Hoping to win said primary election, Sundquist hopes to take on incumbent Republican Tom Reed in the general election this fall.

Sundquist aims to provide affordable healthcare for residents of the district, spark an economic upswing of jobs and create more transparency in government for the sake of those he represents.

A Jamestown native, Sundquist graduated from Jamestown High School and attended St. John Fisher College where he majored in political science. He became a teacher thereafter, instructing in middle school science in Philadelphia. Sundquist worked mostly with kids in the court system or those who were expelled from public school as he taught at an alternative school.

To supplement his education further, Sundquist received his education degree from the University of Pennsylvania and went to law school at the University of Buffalo. Sundquist returned to the area to start practicing law at Lewis & Lewis, representing injured workers, families and children. He has been a practicing attorney for about two years.

Sundquist said he may go back to teaching someday for the rewarding experience.

● THE RECORDS:
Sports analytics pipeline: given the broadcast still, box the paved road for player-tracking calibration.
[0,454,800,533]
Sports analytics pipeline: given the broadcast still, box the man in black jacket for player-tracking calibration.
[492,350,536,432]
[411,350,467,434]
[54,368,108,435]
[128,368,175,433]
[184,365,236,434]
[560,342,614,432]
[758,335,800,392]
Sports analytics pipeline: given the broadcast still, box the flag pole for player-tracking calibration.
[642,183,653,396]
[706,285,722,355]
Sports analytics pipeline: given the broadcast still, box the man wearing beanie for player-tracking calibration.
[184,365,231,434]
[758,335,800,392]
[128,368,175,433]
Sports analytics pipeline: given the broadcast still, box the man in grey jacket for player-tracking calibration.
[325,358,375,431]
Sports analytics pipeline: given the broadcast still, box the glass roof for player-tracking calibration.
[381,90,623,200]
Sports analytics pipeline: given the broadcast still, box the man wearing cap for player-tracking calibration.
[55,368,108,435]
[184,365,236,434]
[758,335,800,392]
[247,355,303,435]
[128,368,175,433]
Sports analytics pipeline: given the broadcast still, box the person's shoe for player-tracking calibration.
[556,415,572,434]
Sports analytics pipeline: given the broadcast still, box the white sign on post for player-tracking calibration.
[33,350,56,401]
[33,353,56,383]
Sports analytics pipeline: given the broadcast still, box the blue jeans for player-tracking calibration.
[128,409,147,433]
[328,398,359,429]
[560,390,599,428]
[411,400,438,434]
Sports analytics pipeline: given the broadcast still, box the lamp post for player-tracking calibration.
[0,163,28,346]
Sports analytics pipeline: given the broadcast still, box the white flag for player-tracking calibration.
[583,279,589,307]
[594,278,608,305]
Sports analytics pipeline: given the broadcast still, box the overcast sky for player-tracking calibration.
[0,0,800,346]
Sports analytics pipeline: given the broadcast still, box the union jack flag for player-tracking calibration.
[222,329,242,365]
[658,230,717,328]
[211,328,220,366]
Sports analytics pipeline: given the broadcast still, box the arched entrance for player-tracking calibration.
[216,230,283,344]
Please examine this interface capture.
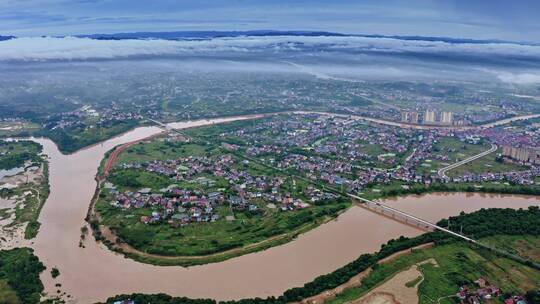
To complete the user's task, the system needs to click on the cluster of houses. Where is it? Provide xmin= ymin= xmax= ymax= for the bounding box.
xmin=105 ymin=154 xmax=342 ymax=225
xmin=44 ymin=105 xmax=143 ymax=130
xmin=456 ymin=278 xmax=527 ymax=304
xmin=109 ymin=186 xmax=221 ymax=226
xmin=217 ymin=114 xmax=539 ymax=192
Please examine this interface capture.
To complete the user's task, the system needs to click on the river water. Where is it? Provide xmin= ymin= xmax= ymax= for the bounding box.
xmin=31 ymin=116 xmax=540 ymax=303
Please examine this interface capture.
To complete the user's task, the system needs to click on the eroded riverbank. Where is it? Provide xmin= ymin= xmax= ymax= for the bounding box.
xmin=26 ymin=116 xmax=540 ymax=303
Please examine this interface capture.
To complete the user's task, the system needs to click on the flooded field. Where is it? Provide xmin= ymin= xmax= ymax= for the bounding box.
xmin=23 ymin=116 xmax=540 ymax=303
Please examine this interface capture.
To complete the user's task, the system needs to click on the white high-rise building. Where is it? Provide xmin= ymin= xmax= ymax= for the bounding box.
xmin=441 ymin=112 xmax=454 ymax=125
xmin=424 ymin=110 xmax=435 ymax=124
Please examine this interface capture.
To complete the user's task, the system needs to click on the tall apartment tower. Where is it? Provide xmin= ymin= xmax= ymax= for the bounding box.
xmin=441 ymin=112 xmax=454 ymax=125
xmin=409 ymin=112 xmax=418 ymax=124
xmin=424 ymin=110 xmax=435 ymax=124
xmin=401 ymin=111 xmax=409 ymax=122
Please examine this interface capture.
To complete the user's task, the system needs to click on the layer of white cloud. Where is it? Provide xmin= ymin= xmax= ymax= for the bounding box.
xmin=0 ymin=36 xmax=540 ymax=61
xmin=497 ymin=72 xmax=540 ymax=84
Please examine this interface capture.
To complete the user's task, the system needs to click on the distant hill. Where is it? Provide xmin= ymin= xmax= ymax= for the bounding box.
xmin=0 ymin=35 xmax=16 ymax=41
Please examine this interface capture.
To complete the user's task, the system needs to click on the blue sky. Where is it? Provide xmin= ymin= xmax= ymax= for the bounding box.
xmin=0 ymin=0 xmax=540 ymax=42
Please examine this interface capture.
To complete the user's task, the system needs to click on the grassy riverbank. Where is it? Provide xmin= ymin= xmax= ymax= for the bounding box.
xmin=0 ymin=248 xmax=45 ymax=304
xmin=91 ymin=138 xmax=351 ymax=266
xmin=103 ymin=207 xmax=540 ymax=304
xmin=0 ymin=141 xmax=50 ymax=239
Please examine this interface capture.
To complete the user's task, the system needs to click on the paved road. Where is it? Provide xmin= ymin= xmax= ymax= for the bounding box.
xmin=437 ymin=144 xmax=498 ymax=178
xmin=347 ymin=193 xmax=477 ymax=243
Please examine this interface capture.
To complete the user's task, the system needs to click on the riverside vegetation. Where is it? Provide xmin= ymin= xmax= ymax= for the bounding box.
xmin=107 ymin=207 xmax=540 ymax=304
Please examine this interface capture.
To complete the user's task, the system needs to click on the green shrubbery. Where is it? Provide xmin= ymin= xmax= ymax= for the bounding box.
xmin=0 ymin=248 xmax=45 ymax=303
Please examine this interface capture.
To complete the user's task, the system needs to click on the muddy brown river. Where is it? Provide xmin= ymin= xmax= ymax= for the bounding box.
xmin=26 ymin=116 xmax=540 ymax=303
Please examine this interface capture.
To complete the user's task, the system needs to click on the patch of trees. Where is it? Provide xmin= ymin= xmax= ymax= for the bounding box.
xmin=438 ymin=206 xmax=540 ymax=238
xmin=0 ymin=248 xmax=45 ymax=303
xmin=0 ymin=141 xmax=42 ymax=170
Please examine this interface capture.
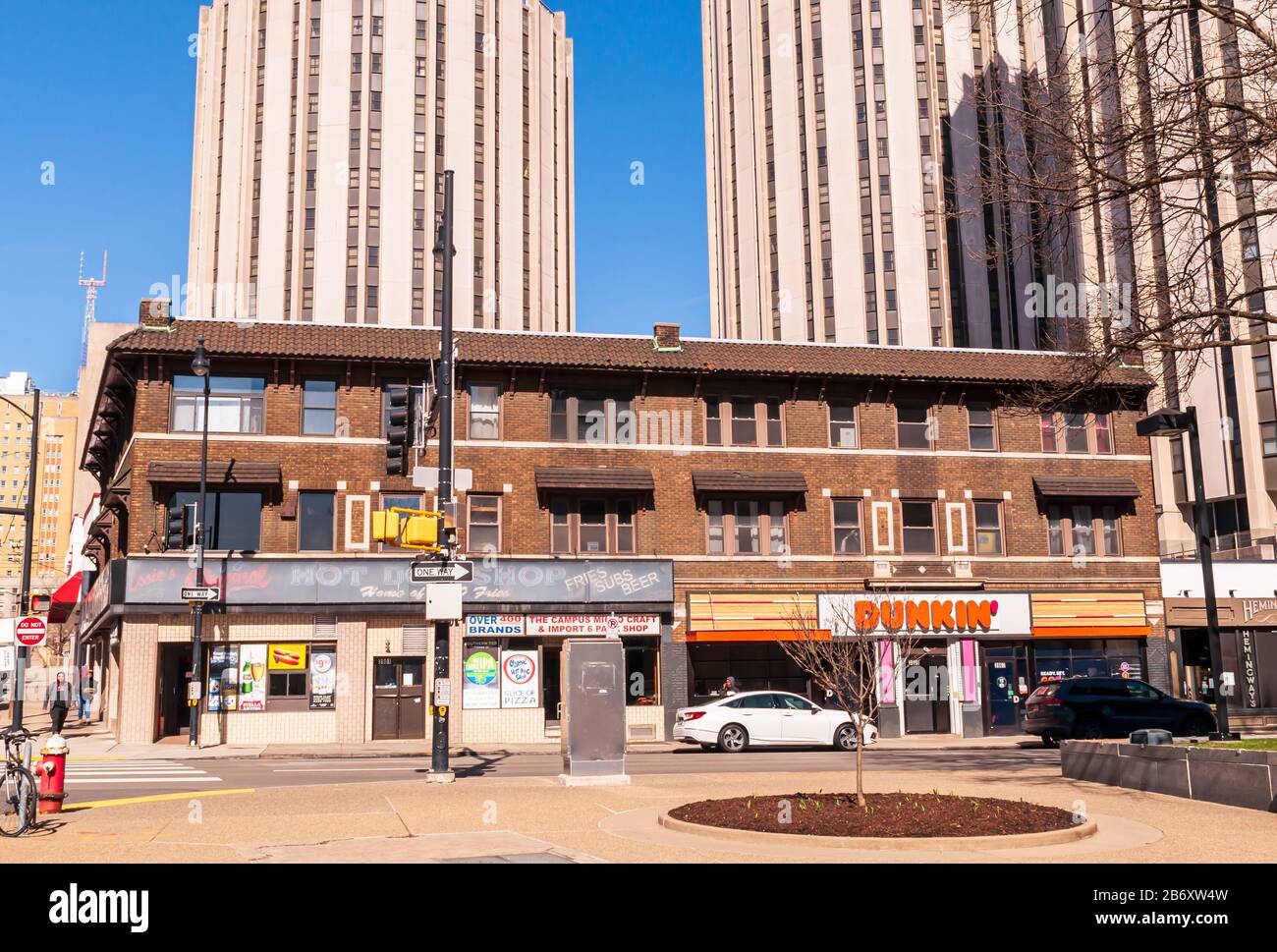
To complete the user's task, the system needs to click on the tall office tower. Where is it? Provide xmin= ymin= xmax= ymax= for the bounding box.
xmin=702 ymin=0 xmax=1077 ymax=348
xmin=187 ymin=0 xmax=576 ymax=331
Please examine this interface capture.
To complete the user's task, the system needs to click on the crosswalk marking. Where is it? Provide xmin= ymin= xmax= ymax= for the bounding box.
xmin=67 ymin=757 xmax=224 ymax=787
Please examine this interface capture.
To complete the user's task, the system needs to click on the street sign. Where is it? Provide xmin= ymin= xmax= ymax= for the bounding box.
xmin=413 ymin=562 xmax=475 ymax=584
xmin=13 ymin=615 xmax=48 ymax=647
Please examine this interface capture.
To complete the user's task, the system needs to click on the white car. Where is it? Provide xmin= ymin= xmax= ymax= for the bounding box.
xmin=674 ymin=692 xmax=877 ymax=754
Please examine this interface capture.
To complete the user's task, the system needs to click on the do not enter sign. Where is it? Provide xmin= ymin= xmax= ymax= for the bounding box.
xmin=13 ymin=616 xmax=48 ymax=647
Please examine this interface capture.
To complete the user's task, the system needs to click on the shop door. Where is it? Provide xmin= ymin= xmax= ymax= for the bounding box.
xmin=904 ymin=654 xmax=949 ymax=734
xmin=984 ymin=658 xmax=1025 ymax=735
xmin=373 ymin=658 xmax=426 ymax=740
xmin=156 ymin=644 xmax=192 ymax=737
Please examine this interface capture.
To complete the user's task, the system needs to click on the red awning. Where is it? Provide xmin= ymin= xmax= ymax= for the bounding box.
xmin=48 ymin=573 xmax=81 ymax=625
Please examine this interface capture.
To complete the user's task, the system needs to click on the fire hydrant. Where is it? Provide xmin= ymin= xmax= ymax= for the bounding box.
xmin=39 ymin=734 xmax=67 ymax=812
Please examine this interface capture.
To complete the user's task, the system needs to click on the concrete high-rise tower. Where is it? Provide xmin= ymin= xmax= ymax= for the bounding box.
xmin=186 ymin=0 xmax=576 ymax=331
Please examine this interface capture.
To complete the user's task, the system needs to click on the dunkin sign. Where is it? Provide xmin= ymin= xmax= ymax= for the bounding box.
xmin=820 ymin=593 xmax=1029 ymax=635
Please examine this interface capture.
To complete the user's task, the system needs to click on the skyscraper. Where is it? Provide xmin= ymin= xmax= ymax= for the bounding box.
xmin=186 ymin=0 xmax=576 ymax=331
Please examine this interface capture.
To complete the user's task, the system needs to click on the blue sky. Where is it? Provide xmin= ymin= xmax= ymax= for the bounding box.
xmin=0 ymin=0 xmax=709 ymax=390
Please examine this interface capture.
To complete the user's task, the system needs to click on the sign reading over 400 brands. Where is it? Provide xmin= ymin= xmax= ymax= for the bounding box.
xmin=527 ymin=615 xmax=660 ymax=638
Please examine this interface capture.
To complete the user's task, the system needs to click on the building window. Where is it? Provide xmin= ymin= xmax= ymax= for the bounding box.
xmin=467 ymin=494 xmax=501 ymax=552
xmin=829 ymin=404 xmax=860 ymax=450
xmin=895 ymin=403 xmax=932 ymax=450
xmin=298 ymin=492 xmax=337 ymax=552
xmin=550 ymin=390 xmax=636 ymax=443
xmin=1042 ymin=411 xmax=1114 ymax=455
xmin=302 ymin=379 xmax=337 ymax=436
xmin=1047 ymin=503 xmax=1121 ymax=557
xmin=468 ymin=383 xmax=501 ymax=439
xmin=975 ymin=502 xmax=1003 ymax=556
xmin=167 ymin=489 xmax=262 ymax=552
xmin=550 ymin=496 xmax=636 ymax=554
xmin=171 ymin=375 xmax=265 ymax=433
xmin=967 ymin=404 xmax=997 ymax=451
xmin=901 ymin=501 xmax=936 ymax=556
xmin=706 ymin=500 xmax=788 ymax=556
xmin=834 ymin=500 xmax=864 ymax=556
xmin=705 ymin=398 xmax=784 ymax=446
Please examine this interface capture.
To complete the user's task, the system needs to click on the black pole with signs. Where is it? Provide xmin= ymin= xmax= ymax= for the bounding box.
xmin=187 ymin=335 xmax=212 ymax=748
xmin=0 ymin=387 xmax=39 ymax=727
xmin=430 ymin=171 xmax=457 ymax=781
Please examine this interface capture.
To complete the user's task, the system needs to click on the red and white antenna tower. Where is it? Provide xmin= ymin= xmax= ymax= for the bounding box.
xmin=81 ymin=252 xmax=106 ymax=366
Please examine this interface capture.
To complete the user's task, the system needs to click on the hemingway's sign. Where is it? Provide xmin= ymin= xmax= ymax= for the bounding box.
xmin=818 ymin=591 xmax=1029 ymax=635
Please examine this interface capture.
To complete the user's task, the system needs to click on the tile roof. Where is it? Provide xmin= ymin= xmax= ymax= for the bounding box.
xmin=110 ymin=318 xmax=1152 ymax=388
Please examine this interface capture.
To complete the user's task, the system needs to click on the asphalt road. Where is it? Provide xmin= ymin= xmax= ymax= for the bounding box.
xmin=67 ymin=748 xmax=1060 ymax=805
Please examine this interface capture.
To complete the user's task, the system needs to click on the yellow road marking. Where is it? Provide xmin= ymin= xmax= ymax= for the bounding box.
xmin=63 ymin=787 xmax=256 ymax=812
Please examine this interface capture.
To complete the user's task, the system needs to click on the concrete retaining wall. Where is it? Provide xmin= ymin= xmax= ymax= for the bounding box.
xmin=1060 ymin=740 xmax=1277 ymax=812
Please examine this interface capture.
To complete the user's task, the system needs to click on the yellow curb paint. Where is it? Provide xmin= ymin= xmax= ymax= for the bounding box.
xmin=63 ymin=787 xmax=256 ymax=812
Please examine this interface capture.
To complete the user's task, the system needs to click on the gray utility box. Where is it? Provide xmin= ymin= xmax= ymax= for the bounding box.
xmin=559 ymin=638 xmax=626 ymax=777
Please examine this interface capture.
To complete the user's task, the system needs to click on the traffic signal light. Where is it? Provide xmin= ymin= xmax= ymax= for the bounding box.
xmin=386 ymin=383 xmax=417 ymax=476
xmin=373 ymin=509 xmax=444 ymax=552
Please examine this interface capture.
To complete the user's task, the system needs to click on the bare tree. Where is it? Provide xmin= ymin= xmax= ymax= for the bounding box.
xmin=779 ymin=593 xmax=916 ymax=807
xmin=945 ymin=0 xmax=1277 ymax=398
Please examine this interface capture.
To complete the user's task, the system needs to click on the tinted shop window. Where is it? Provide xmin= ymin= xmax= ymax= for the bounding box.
xmin=298 ymin=492 xmax=336 ymax=552
xmin=171 ymin=374 xmax=265 ymax=433
xmin=302 ymin=379 xmax=337 ymax=436
xmin=169 ymin=490 xmax=262 ymax=552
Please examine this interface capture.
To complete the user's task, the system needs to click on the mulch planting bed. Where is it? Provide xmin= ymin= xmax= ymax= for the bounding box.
xmin=669 ymin=794 xmax=1076 ymax=838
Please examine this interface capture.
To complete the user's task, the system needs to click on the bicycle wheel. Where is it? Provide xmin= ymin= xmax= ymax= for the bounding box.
xmin=0 ymin=764 xmax=35 ymax=836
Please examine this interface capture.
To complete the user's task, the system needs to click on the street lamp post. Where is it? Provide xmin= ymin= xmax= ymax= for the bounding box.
xmin=188 ymin=333 xmax=212 ymax=748
xmin=1136 ymin=407 xmax=1235 ymax=740
xmin=0 ymin=387 xmax=43 ymax=727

● DIRECTIONS:
1: Copy the passage about Sundquist word for word, from "Hoping to win" up to and including "an alternative school.".
2: Rescale the entries from the first line up to and including the line with "[706,285,722,355]". Repeat those lines with their requests unchanged, but multiply every bounding-box coordinate in the answers by 1.8 and round to whole numbers, with halves rounded up.

● SOLUTIONS TO THE EXERCISE:
1:
Hoping to win said primary election, Sundquist hopes to take on incumbent Republican Tom Reed in the general election this fall.

Sundquist aims to provide affordable healthcare for residents of the district, spark an economic upswing of jobs and create more transparency in government for the sake of those he represents.

A Jamestown native, Sundquist graduated from Jamestown High School and attended St. John Fisher College where he majored in political science. He became a teacher thereafter, instructing in middle school science in Philadelphia. Sundquist worked mostly with kids in the court system or those who were expelled from public school as he taught at an alternative school.

2:
Sports analytics pipeline: given the broadcast still, box the paved road for player-tracking calibration.
[0,817,1440,959]
Sports analytics pipeline: given the broadcast still, box the man in black jacket for player-tracking calibration.
[886,630,965,778]
[740,630,841,781]
[97,662,194,783]
[230,662,315,779]
[331,657,425,781]
[1008,616,1105,778]
[1364,603,1440,706]
Sports analytics pipeline: given the broadcast still, box the flag pole for player-tracking calibration.
[1156,329,1175,713]
[1271,513,1300,639]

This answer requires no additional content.